-- Input data follows --
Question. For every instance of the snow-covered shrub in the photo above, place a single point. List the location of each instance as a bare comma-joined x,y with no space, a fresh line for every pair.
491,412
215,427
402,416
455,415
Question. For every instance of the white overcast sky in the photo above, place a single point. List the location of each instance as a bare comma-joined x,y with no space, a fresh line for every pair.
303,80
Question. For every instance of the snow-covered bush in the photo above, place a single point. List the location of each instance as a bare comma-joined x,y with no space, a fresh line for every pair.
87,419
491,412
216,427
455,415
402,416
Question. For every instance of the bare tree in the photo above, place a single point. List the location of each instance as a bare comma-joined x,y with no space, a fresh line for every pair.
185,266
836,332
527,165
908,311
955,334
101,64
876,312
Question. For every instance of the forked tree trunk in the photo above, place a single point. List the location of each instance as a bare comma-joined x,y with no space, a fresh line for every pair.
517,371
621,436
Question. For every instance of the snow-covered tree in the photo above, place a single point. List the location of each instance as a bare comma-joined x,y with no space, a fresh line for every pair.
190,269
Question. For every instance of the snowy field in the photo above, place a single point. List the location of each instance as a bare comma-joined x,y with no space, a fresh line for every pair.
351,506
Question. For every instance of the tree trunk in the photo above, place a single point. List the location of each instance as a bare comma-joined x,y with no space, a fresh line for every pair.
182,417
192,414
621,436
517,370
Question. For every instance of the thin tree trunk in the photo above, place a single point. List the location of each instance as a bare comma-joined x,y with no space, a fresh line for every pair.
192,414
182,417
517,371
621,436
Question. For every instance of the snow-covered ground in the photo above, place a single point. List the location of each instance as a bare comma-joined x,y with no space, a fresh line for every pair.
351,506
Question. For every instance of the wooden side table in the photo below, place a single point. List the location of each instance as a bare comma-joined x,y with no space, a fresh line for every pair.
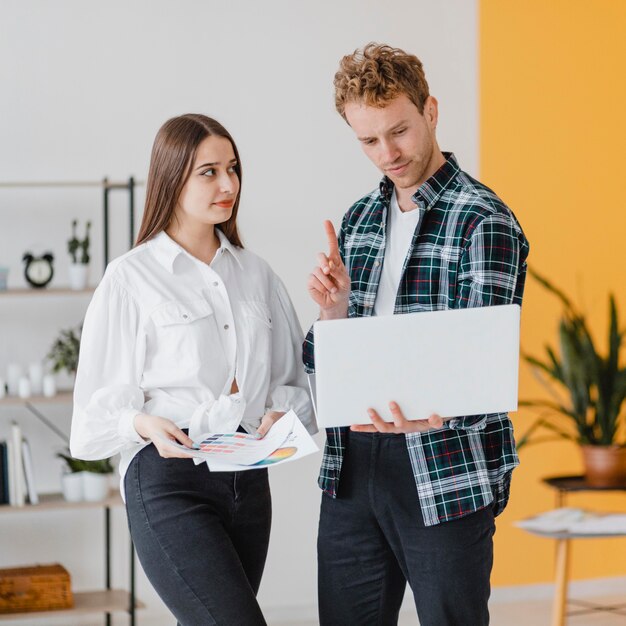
564,485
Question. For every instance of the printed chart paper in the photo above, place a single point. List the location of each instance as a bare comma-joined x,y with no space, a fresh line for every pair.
287,440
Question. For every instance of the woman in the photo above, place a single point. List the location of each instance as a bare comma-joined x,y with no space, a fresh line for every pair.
190,332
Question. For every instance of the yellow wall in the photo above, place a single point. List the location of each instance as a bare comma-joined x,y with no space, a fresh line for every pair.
553,140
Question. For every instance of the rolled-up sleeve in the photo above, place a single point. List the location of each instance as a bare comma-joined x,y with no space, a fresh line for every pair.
107,392
288,385
492,272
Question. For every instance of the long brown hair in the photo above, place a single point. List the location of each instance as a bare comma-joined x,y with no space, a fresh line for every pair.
171,162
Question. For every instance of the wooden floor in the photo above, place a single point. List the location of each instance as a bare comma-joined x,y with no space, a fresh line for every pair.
529,613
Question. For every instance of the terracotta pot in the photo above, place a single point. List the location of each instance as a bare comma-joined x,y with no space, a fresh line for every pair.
605,466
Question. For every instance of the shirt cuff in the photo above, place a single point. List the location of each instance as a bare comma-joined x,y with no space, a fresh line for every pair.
126,426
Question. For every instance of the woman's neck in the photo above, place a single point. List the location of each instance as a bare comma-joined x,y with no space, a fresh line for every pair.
200,243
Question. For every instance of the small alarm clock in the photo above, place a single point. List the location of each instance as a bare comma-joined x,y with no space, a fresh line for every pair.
38,270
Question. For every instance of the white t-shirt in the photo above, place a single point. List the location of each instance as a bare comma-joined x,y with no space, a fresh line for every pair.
400,229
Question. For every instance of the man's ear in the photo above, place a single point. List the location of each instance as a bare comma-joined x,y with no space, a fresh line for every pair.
431,111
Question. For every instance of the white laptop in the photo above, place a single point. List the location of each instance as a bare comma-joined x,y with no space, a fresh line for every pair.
453,363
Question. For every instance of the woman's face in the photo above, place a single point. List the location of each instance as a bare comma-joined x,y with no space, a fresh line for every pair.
210,192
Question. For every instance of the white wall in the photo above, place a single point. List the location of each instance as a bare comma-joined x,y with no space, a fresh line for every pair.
85,86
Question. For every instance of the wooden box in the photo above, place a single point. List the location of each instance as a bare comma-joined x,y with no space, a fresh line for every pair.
35,588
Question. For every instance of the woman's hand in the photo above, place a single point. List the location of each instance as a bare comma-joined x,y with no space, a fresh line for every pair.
329,283
159,430
267,421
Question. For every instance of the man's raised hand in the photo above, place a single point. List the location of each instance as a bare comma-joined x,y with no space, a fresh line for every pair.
329,283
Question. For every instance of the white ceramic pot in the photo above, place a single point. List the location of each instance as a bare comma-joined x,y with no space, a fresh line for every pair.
78,275
95,486
72,486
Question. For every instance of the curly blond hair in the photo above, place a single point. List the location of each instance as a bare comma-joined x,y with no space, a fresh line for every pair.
377,74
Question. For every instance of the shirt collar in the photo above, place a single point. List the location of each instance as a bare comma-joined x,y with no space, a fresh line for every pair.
430,191
166,250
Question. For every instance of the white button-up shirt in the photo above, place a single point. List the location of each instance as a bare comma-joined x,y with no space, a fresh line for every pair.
166,334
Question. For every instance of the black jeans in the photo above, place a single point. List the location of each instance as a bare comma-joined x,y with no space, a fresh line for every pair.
372,540
201,537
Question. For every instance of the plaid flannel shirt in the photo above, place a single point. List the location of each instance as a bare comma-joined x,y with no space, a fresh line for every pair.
468,251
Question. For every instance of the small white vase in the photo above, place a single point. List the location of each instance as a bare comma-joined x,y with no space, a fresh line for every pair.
72,486
95,486
78,275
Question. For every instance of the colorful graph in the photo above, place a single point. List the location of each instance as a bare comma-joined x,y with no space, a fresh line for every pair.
278,455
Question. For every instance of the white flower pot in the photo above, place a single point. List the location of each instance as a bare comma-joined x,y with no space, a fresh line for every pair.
95,486
72,486
78,275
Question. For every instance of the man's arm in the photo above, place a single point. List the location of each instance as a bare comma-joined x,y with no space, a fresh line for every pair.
329,286
492,271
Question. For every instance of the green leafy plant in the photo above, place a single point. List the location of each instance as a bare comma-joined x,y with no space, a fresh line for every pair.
79,248
78,465
594,386
63,354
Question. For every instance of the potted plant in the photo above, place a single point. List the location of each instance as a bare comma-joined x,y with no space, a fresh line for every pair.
79,251
588,392
63,354
85,480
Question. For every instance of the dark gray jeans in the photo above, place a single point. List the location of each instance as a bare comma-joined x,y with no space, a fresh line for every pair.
372,540
201,537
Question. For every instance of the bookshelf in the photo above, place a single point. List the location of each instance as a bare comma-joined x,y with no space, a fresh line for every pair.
107,600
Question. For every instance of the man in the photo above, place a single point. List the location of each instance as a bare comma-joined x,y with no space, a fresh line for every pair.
411,500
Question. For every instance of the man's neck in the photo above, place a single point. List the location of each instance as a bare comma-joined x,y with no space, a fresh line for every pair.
405,195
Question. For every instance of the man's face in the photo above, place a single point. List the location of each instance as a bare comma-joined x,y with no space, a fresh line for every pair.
397,138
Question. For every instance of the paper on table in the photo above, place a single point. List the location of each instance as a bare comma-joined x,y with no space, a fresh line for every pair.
287,440
576,521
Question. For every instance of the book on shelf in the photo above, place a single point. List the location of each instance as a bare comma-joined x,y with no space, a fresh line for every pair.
17,477
4,473
29,474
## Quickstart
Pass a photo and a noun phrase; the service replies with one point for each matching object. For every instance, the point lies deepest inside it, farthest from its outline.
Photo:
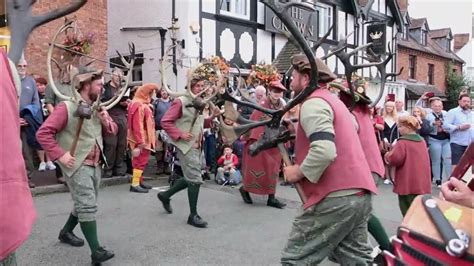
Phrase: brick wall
(421, 69)
(92, 17)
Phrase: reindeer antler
(22, 22)
(49, 59)
(129, 65)
(280, 10)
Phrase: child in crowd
(410, 158)
(227, 172)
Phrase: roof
(417, 23)
(440, 33)
(460, 40)
(432, 47)
(418, 89)
(283, 60)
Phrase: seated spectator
(410, 158)
(227, 172)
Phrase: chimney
(460, 40)
(403, 4)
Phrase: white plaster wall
(139, 13)
(208, 37)
(280, 41)
(374, 89)
(264, 44)
(341, 22)
(187, 12)
(350, 28)
(375, 6)
(260, 13)
(208, 6)
(388, 37)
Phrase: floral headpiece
(207, 71)
(78, 42)
(263, 74)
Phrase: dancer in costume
(333, 220)
(368, 139)
(82, 169)
(261, 172)
(141, 134)
(184, 125)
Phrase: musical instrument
(436, 231)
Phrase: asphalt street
(138, 230)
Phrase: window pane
(241, 7)
(225, 5)
(325, 18)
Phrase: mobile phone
(391, 97)
(466, 161)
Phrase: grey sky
(456, 14)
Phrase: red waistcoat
(350, 169)
(369, 142)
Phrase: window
(423, 37)
(405, 31)
(235, 8)
(325, 18)
(137, 71)
(431, 74)
(411, 67)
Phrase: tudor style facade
(244, 32)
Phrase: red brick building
(425, 55)
(92, 18)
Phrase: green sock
(179, 185)
(89, 229)
(193, 194)
(70, 224)
(378, 232)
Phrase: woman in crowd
(410, 158)
(389, 134)
(425, 127)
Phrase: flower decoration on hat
(207, 71)
(78, 42)
(263, 74)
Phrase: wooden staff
(287, 162)
(76, 137)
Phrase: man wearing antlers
(338, 185)
(82, 169)
(184, 125)
(261, 172)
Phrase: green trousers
(404, 202)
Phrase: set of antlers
(22, 23)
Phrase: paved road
(139, 231)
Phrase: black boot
(70, 238)
(245, 196)
(138, 189)
(196, 221)
(101, 255)
(166, 202)
(273, 202)
(145, 186)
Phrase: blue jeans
(440, 150)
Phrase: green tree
(455, 82)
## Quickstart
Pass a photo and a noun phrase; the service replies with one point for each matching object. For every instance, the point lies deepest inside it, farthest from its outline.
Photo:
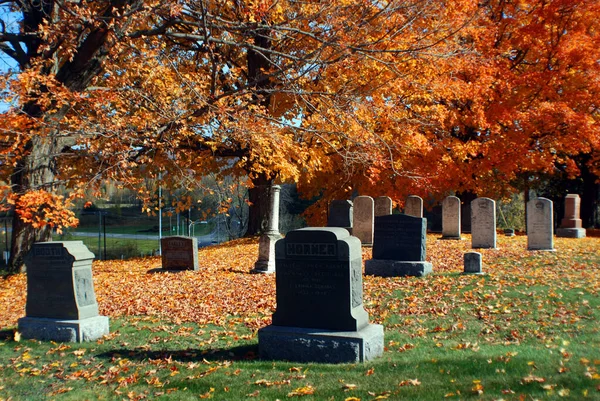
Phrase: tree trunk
(36, 171)
(259, 205)
(589, 197)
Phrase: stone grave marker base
(61, 330)
(395, 268)
(451, 237)
(570, 232)
(317, 345)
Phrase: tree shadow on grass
(239, 353)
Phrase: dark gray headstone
(399, 247)
(340, 214)
(320, 315)
(61, 303)
(319, 280)
(400, 237)
(179, 253)
(59, 281)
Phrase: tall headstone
(414, 206)
(570, 225)
(362, 226)
(179, 252)
(61, 303)
(383, 206)
(540, 225)
(266, 243)
(472, 263)
(451, 218)
(483, 223)
(340, 214)
(399, 247)
(320, 315)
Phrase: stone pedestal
(59, 330)
(570, 225)
(266, 243)
(61, 303)
(324, 346)
(320, 315)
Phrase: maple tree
(266, 90)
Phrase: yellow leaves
(302, 391)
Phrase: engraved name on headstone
(179, 253)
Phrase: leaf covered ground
(527, 330)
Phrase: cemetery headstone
(61, 303)
(483, 223)
(179, 253)
(399, 247)
(362, 226)
(266, 243)
(451, 218)
(472, 263)
(540, 225)
(320, 315)
(414, 206)
(340, 214)
(570, 225)
(383, 206)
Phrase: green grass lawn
(529, 330)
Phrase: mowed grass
(527, 330)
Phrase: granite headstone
(540, 225)
(483, 223)
(61, 303)
(399, 247)
(383, 206)
(179, 253)
(414, 206)
(570, 225)
(320, 315)
(362, 226)
(451, 218)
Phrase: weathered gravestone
(451, 218)
(570, 225)
(399, 247)
(320, 315)
(179, 253)
(414, 206)
(540, 225)
(383, 206)
(61, 303)
(340, 214)
(472, 263)
(270, 235)
(362, 227)
(483, 223)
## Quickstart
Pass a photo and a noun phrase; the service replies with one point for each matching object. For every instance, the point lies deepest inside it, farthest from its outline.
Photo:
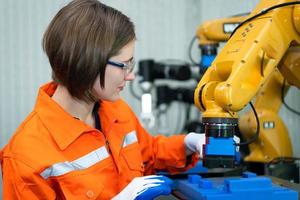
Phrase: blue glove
(163, 188)
(146, 188)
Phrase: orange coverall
(52, 155)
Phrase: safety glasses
(127, 67)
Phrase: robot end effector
(258, 46)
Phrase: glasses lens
(130, 66)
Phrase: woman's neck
(77, 108)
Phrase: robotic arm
(260, 45)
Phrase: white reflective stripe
(130, 138)
(81, 163)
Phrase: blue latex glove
(146, 188)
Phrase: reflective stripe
(79, 164)
(130, 138)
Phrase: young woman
(81, 140)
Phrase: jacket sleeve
(20, 182)
(163, 153)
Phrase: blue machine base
(247, 187)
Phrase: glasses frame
(127, 67)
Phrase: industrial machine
(261, 52)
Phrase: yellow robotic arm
(247, 60)
(248, 64)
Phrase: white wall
(164, 30)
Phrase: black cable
(257, 129)
(264, 12)
(283, 101)
(190, 51)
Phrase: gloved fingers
(166, 180)
(155, 191)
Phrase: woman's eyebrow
(128, 60)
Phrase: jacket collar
(63, 127)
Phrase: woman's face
(115, 77)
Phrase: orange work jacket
(52, 155)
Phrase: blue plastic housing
(247, 187)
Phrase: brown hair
(79, 41)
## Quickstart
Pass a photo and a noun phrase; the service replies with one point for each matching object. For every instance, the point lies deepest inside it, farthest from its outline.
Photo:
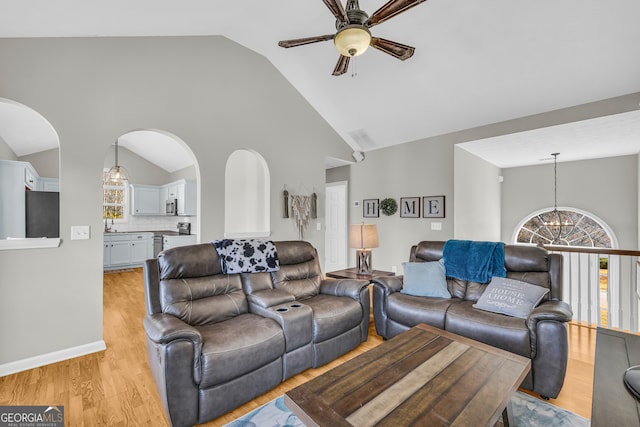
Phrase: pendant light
(117, 174)
(559, 224)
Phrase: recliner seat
(542, 337)
(216, 341)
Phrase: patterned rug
(527, 412)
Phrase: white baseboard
(48, 358)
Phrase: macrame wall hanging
(303, 209)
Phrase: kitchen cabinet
(141, 248)
(185, 191)
(126, 249)
(169, 242)
(145, 200)
(187, 199)
(15, 178)
(151, 199)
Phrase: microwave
(171, 207)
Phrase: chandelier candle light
(363, 237)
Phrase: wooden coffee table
(424, 376)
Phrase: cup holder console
(283, 309)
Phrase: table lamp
(363, 237)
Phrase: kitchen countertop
(154, 232)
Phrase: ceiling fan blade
(335, 6)
(395, 49)
(391, 9)
(341, 66)
(306, 40)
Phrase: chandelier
(558, 223)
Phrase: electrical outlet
(80, 232)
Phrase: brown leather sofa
(542, 337)
(216, 341)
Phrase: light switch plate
(80, 232)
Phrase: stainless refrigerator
(42, 214)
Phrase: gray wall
(6, 153)
(607, 188)
(426, 167)
(46, 163)
(423, 168)
(212, 93)
(477, 196)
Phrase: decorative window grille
(587, 231)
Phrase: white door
(335, 243)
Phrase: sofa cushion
(238, 346)
(333, 315)
(203, 300)
(425, 279)
(409, 310)
(246, 255)
(510, 297)
(505, 332)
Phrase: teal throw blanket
(474, 261)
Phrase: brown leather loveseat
(541, 336)
(216, 341)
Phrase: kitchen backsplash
(153, 223)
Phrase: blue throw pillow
(510, 297)
(425, 279)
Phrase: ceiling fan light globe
(352, 40)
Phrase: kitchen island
(130, 249)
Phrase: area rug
(527, 412)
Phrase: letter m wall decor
(410, 207)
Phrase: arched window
(246, 195)
(588, 230)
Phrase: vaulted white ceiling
(476, 62)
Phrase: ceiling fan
(353, 36)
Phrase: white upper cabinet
(145, 200)
(151, 199)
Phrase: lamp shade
(352, 40)
(363, 236)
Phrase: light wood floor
(115, 387)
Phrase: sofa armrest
(389, 284)
(269, 298)
(343, 287)
(559, 311)
(163, 329)
(549, 311)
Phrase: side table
(613, 404)
(352, 273)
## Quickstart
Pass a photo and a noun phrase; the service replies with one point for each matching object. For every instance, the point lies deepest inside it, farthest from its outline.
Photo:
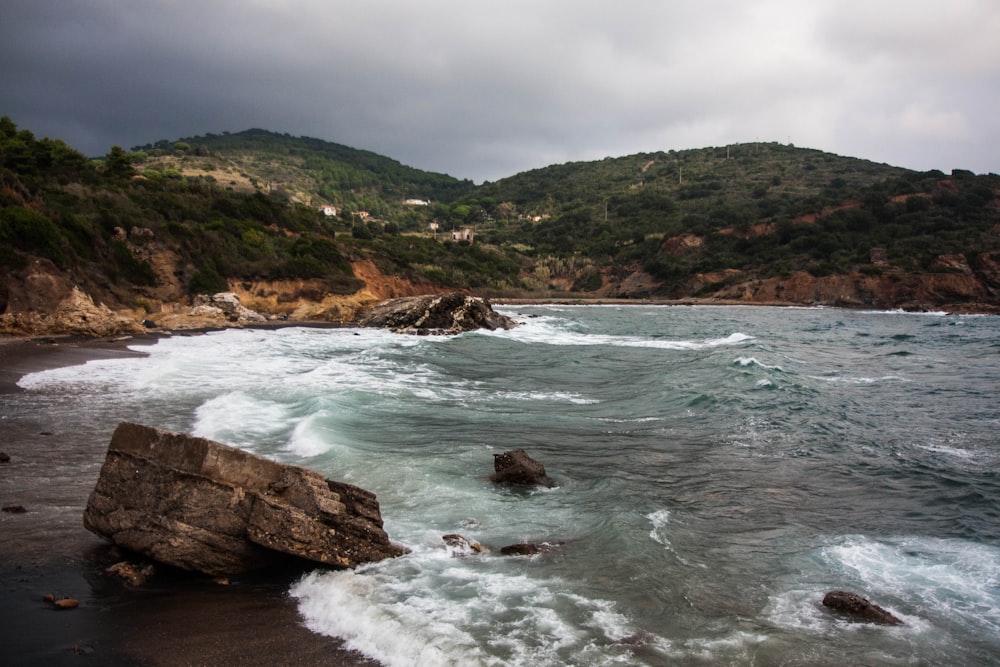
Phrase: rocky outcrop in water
(435, 314)
(516, 467)
(202, 506)
(225, 305)
(858, 608)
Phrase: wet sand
(177, 618)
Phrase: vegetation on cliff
(257, 206)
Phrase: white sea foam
(309, 439)
(553, 333)
(435, 609)
(927, 582)
(240, 419)
(659, 519)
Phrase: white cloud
(483, 90)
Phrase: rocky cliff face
(40, 299)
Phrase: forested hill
(304, 220)
(305, 169)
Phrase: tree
(118, 163)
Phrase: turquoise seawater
(719, 469)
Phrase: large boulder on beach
(516, 467)
(200, 505)
(858, 608)
(435, 314)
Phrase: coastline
(176, 618)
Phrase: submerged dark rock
(435, 314)
(200, 505)
(858, 608)
(528, 548)
(516, 467)
(463, 546)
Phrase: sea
(717, 469)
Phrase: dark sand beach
(176, 618)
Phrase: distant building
(462, 235)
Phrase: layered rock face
(435, 313)
(200, 505)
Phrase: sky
(484, 89)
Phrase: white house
(462, 235)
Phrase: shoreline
(177, 617)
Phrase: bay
(719, 469)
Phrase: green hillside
(246, 206)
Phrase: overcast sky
(484, 89)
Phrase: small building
(465, 234)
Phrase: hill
(141, 232)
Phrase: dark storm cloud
(486, 89)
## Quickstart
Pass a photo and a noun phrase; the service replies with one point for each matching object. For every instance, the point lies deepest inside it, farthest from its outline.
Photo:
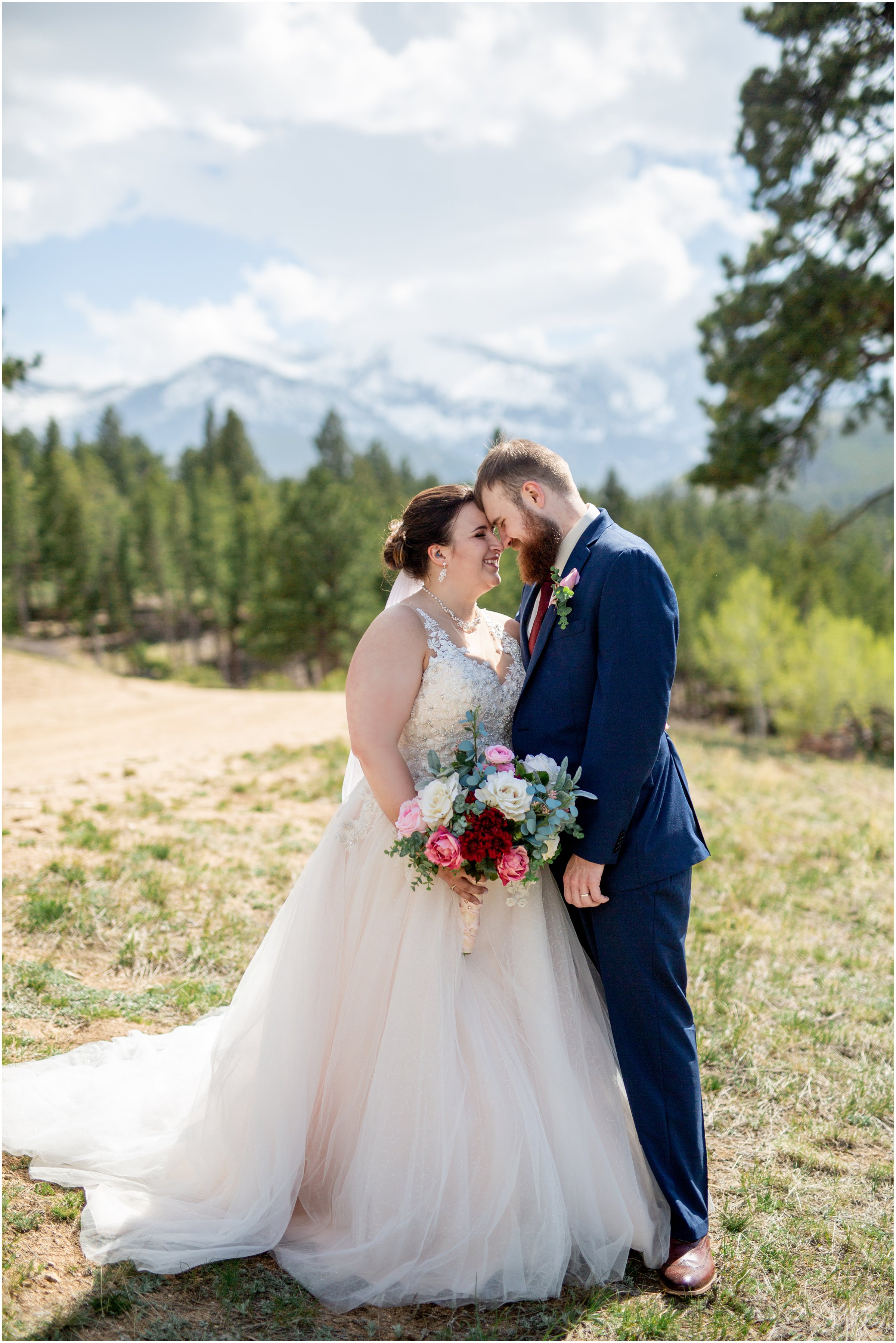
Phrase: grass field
(129, 908)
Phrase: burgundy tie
(544, 602)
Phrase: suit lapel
(530, 597)
(577, 561)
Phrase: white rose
(508, 793)
(436, 801)
(544, 765)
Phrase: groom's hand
(583, 883)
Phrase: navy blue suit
(599, 694)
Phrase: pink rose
(443, 849)
(501, 757)
(410, 818)
(514, 865)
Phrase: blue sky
(479, 194)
-- Input data concluded --
▶ [Problem]: Lines from the one containing "Phrase: vegetation on cliff" through the final line of the entries above are to be retyped exactly, with every picture left out.

▶ [Solution to this task]:
Phrase: vegetation on cliff
(257, 206)
Phrase: white sea foam
(309, 439)
(553, 333)
(435, 609)
(927, 582)
(240, 419)
(659, 519)
Phrase: white cloud
(483, 90)
Phrase: rocky cliff face
(40, 299)
Phrase: forested hill
(304, 220)
(305, 169)
Phrase: tree
(118, 163)
Phrase: turquoise seawater
(719, 469)
Phrase: large boulder on beach
(516, 467)
(200, 505)
(858, 608)
(435, 314)
Phrase: coastline
(176, 618)
Phrase: submerged dark rock
(435, 314)
(200, 505)
(858, 608)
(528, 548)
(516, 467)
(463, 546)
Phrase: sea
(717, 469)
Phrase: dark sand beach
(176, 618)
Phrase: distant building
(462, 235)
Phrase: layered rock face
(435, 313)
(200, 505)
Phrase: sky
(484, 89)
Phrase: white house
(462, 235)
Phrase: shoreline
(177, 617)
Phrase: bay
(719, 469)
Phrase: green hillside
(246, 206)
Phrase: overcast sky
(484, 89)
Phrase: small building
(465, 234)
Phrase: hill
(141, 232)
Phrase: dark storm cloud
(486, 89)
## Quickstart
Pass a photo and a noun phrase; the service replies with one point for each matching object. For every instance, the point lies deepest inside it, farthest from its outline.
Photo:
Phrase: grass field
(129, 908)
Phrase: burgundy tie
(544, 602)
Phrase: suit lapel
(530, 597)
(577, 561)
Phrase: white rose
(508, 793)
(436, 801)
(544, 765)
Phrase: groom's hand
(583, 883)
Phrase: navy blue suit
(599, 694)
Phrase: pink rose
(443, 849)
(501, 757)
(410, 818)
(514, 865)
Phrase: blue sky
(479, 194)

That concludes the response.